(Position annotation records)

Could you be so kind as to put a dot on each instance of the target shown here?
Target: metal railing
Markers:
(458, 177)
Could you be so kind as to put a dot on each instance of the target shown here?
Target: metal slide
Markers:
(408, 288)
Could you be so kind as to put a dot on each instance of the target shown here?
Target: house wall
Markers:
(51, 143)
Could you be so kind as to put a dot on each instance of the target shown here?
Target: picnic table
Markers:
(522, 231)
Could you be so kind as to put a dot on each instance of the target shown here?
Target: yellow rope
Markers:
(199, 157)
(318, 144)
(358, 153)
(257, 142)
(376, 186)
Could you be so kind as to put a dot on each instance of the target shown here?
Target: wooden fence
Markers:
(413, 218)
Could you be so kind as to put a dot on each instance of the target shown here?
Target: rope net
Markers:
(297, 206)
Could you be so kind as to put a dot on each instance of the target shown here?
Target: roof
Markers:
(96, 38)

# What the exercise asks:
Could you rewrite all of the data above, putting "Points" wherever "Markers" appears and leaving everything else unchanged?

# Response to this exercise:
Could you be so kind as to put a dot on each instance of the target shown here?
Target: metal railing
Points:
(458, 177)
Could you be so kind as to put a dot on each instance of the target shown here?
Target: metal slide
Points:
(408, 288)
Could you be so kind as to put a dot on each instance of the target shown here?
Target: house wall
Points:
(51, 143)
Could you be so kind as to put a dot on each instance of the target shown here?
Target: picnic table
Points:
(522, 231)
Could you be so kind as to put a dot on each instance of the target shown here?
Target: yellow rope
Points:
(199, 157)
(318, 144)
(358, 153)
(257, 142)
(376, 186)
Could you be so kind as to put a dot on each instance of the target shown here?
Target: wooden fence
Points:
(413, 218)
Could you be so kind as to put a dot on each instance of the target shown here?
Target: rope net
Points:
(297, 206)
Could you be so kind as to put a dot on each instance of the target shown here?
Target: roof
Points:
(96, 38)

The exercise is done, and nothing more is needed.